Exercise directions ->
Among the entries below, take the line with "141L363 157L366 174H371L372" and the line with "positive clicks: (352, 143)", and output them and every line between them exactly, with nothing else.

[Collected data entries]
-----

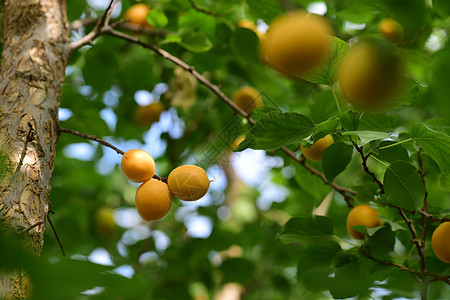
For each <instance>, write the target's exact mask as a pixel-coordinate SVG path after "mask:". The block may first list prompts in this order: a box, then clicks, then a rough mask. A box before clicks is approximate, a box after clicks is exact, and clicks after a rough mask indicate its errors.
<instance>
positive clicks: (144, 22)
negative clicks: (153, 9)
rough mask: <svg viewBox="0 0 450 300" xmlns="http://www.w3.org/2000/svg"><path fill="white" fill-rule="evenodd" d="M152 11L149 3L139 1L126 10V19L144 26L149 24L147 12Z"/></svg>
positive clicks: (149, 25)
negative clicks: (137, 2)
mask: <svg viewBox="0 0 450 300" xmlns="http://www.w3.org/2000/svg"><path fill="white" fill-rule="evenodd" d="M149 11H150V7H149V6H148V5H147V4H144V3H138V4H135V5H132V6H131V7H130V8H129V9H128V10H127V11H126V12H125V19H128V20H129V22H130V23H132V24H136V25H143V26H149V27H150V24H148V22H147V18H146V17H147V13H148V12H149Z"/></svg>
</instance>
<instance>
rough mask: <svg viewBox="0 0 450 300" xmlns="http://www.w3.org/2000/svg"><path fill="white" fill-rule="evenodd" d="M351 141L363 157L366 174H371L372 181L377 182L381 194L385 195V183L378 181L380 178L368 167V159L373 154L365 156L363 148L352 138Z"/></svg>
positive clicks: (352, 143) (370, 175) (353, 146)
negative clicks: (384, 187)
mask: <svg viewBox="0 0 450 300" xmlns="http://www.w3.org/2000/svg"><path fill="white" fill-rule="evenodd" d="M350 141H351V142H352V144H353V147H355V149H356V151H358V153H359V155H360V156H361V159H362V165H363V168H364V172H366V173H367V174H369V175H370V176H371V177H372V181H373V182H375V183H376V184H377V185H378V187H379V188H380V190H381V191H380V193H381V194H384V186H383V183H381V181H379V180H378V178H377V177H376V176H375V173H374V172H372V171H370V169H369V167H368V166H367V159H368V158H369V157H370V155H371V153H369V154H367V155H364V151H363V147H362V146H361V147H359V146H358V145H357V144H356V143H355V142H354V141H353V139H352V138H350Z"/></svg>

-----

Result for this task ->
rough mask: <svg viewBox="0 0 450 300" xmlns="http://www.w3.org/2000/svg"><path fill="white" fill-rule="evenodd" d="M351 141L363 157L366 174H371L372 181L377 182L381 194L385 195V183L378 181L380 178L368 167V159L373 154L365 156L363 148L352 138Z"/></svg>
positive clicks: (352, 143) (370, 175) (353, 146)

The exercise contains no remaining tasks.